Start of Text

Penguin Poop Makes So Much Laughing Gas That Scientists Studying It Go ‘Completely Cuckoo’
To study ecosystems at the bottom of the world, scientists must learn to deal with extreme weather and geography. One thing a group of researchers visiting the island of South Georgia wasn't prepared for was the intoxicating effects of penguin poop, Gizmodo reports.
South Georgia sits in the South Atlantic north of Antarctica and east of South America, and in recent years, it's become a great place to study king penguins and their impact on the environment. As glaciers on the island have retreated due to climate change, an influx of penguins has filled the newly open land. The island supports a king penguin population of about 300,000 breeding adults today. The uptick in penguins has resulted in more penguin poop, with the poop releasing more of the same greenhouse gases into the air that are causing glaciers to the melt in the first place.
The environment isn't the only thing susceptible to the gases from penguin guano. Scientists from Denmark and China were in South Georgia to study this cycle when they started to feel sick and loopy. They had spent the day breathing nitrous oxide, which is more commonly known as laughing gas.
“After nosing about in guano for several hours, one goes completely cuckoo. One begins to feel ill and get a headache,” Bo Elberling, a researcher from the Center for Permafrost at the University of Copenhagen, told the AFP. He and his colleagues published a study on the relationship between glacial retreat, penguin activity, and greenhouses gases in the journal Science of The Total Environment.
King penguins eat a lot of fish and krill, both of which are high in nitrogen. But penguin feces on its own doesn't contain the same stuff that dentists give their patients. When the guano enters the ground, microbes in the soil convert it to nitrous oxide. In addition to making it hard for visitors to breath, the gas is bad for the air. The polluting effect of nitrous oxide is 300 times higher than that of carbon dioxide. According to the study, there isn't enough nitrous oxide produced on South Georgia to have a global impact, but as the penguin population grows, so will the amount of waste they leave behind.

End of Text
Start of Extracted entries

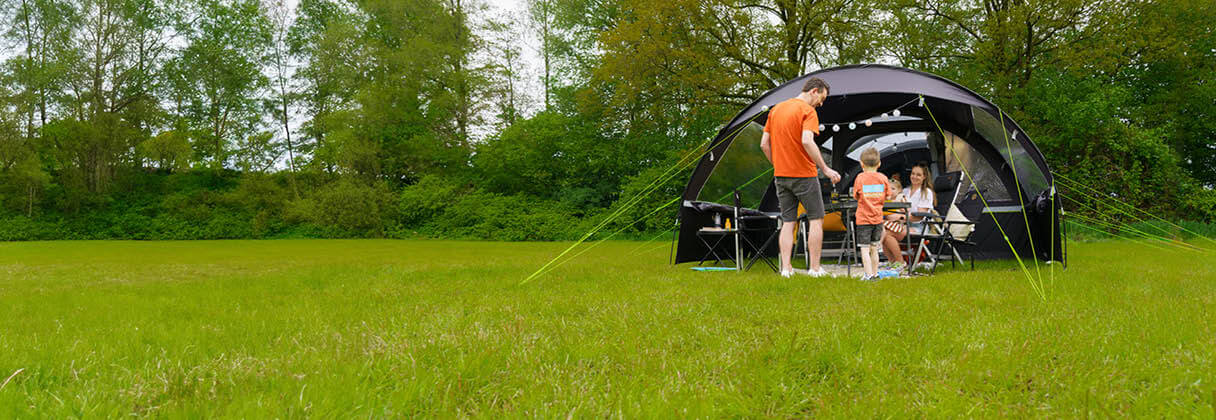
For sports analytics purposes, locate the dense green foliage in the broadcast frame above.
[0,240,1216,419]
[0,0,1216,240]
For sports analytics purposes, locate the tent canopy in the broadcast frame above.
[675,65,1060,263]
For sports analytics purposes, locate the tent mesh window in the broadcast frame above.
[935,131,1009,202]
[697,122,772,208]
[968,106,1047,195]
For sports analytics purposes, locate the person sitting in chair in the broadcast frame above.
[883,162,938,266]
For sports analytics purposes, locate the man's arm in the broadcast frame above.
[760,131,772,163]
[803,130,840,184]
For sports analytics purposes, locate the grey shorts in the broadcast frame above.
[773,177,823,223]
[856,220,883,246]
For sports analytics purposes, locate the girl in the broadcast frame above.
[883,162,938,266]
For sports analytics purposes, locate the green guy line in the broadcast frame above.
[1064,196,1206,253]
[520,112,764,285]
[1052,172,1216,243]
[1050,177,1211,252]
[1073,214,1178,252]
[997,106,1053,285]
[922,95,1047,301]
[532,197,683,280]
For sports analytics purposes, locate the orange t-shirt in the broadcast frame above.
[852,172,888,225]
[764,97,820,178]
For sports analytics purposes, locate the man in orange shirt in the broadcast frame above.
[760,78,840,278]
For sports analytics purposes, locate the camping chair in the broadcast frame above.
[910,174,975,273]
[925,205,979,273]
[734,190,782,271]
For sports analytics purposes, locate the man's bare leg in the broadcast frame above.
[777,222,796,273]
[806,219,823,271]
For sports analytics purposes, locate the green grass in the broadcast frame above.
[0,241,1216,418]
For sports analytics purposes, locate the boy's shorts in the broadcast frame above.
[857,223,883,246]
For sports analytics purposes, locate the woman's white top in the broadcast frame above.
[903,186,933,212]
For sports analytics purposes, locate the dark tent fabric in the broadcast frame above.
[675,65,1064,263]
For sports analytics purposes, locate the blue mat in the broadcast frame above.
[692,267,734,271]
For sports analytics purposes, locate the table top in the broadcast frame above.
[823,200,912,212]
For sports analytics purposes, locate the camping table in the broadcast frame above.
[822,200,912,275]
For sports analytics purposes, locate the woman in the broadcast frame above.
[883,162,938,269]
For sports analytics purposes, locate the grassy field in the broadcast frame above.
[0,237,1216,419]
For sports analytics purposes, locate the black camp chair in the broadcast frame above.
[734,190,781,273]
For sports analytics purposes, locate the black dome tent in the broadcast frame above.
[675,65,1064,264]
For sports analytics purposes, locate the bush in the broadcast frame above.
[303,179,396,237]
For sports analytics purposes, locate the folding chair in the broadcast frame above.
[734,190,782,271]
[912,184,978,273]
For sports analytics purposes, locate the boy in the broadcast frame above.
[852,147,897,281]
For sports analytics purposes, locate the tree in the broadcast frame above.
[167,0,271,169]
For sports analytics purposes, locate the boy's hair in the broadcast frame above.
[861,147,882,168]
[803,77,832,95]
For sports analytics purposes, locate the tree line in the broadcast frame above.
[0,0,1216,240]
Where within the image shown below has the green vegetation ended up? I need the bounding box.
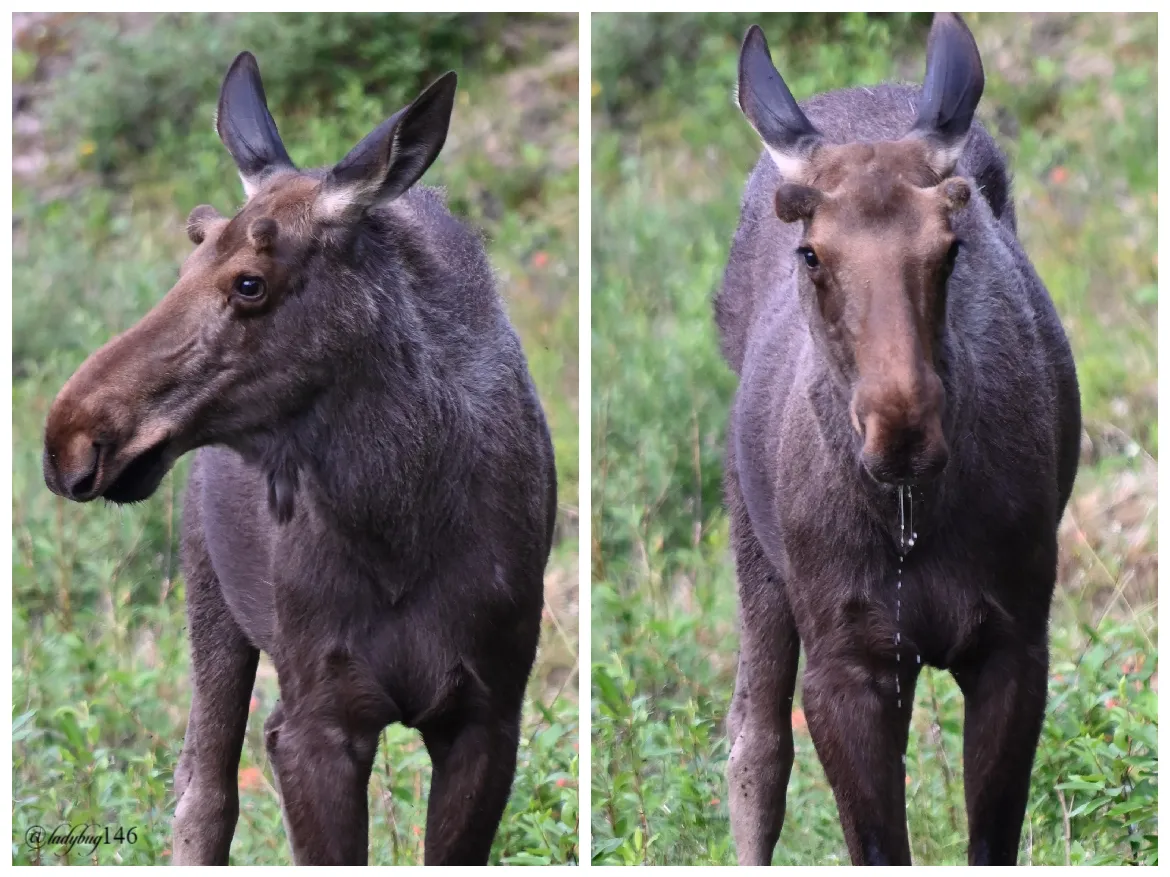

End of Extracted entries

- What to do -
According to the penguin text, what converts penguin guano into nitrous oxide once it enters the ground? These records have no connection to the penguin text.

- Solved exercise -
Microbes in the soil convert it to nitrous oxide.